• **Data in this exercise**:

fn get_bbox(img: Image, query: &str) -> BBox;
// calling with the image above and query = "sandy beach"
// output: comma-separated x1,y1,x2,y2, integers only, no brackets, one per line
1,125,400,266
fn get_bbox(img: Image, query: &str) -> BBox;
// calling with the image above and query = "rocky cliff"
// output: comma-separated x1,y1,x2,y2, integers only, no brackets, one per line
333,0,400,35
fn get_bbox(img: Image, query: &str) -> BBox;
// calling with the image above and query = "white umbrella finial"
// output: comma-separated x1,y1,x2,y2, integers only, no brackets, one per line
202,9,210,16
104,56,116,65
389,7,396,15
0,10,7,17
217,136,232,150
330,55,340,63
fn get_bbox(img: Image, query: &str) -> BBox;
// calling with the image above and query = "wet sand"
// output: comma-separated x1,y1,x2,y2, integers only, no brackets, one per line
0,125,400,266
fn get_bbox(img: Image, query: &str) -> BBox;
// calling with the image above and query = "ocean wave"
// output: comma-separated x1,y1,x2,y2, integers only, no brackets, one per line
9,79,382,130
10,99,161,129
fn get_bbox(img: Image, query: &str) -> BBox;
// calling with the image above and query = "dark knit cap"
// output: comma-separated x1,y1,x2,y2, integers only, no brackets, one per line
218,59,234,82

• **Try it**: The data should be copied out in full, exactly as it reads.

• **Written answer**:
fn get_bbox(img: Image, query: &str) -> BBox;
// calling with the image above and query = "sandy beach"
// output: comma-separated x1,y1,x2,y2, integers only, no brackets, one per line
1,125,400,266
fn get_bbox(img: Image, query: &str) -> BBox;
// calling with the image above and query = "rocky cliff"
// output: comma-separated x1,y1,x2,y2, integers only, no brackets, one per line
333,0,400,35
fn get_bbox(img: Image, query: &str) -> BBox;
// calling with the image above and query = "white umbrella finial"
// output: comma-separated x1,y1,x2,y2, integers only, no brackets, one per line
202,9,210,16
104,56,116,65
389,7,396,15
0,10,7,17
217,136,232,150
330,55,340,63
fn get_bbox(img: Image, query: &str) -> BBox;
// calling with the image above and query = "wet sand"
// output: comma-separated x1,y1,x2,y2, integers only, no brackets, one per line
0,125,400,266
fn get_bbox(img: Image, query: &str) -> BBox;
// calling with the image above and query = "ocean wave"
// output: comma-separated x1,y1,x2,y2, integers only, no brackets, one per line
9,79,382,130
10,99,161,129
fn get_bbox(img: Image, query: &str) -> BBox;
// calling with the image above and query = "dark knit cap"
// output: comma-separated x1,y1,x2,y2, integers only, no brackets, one per line
218,59,234,82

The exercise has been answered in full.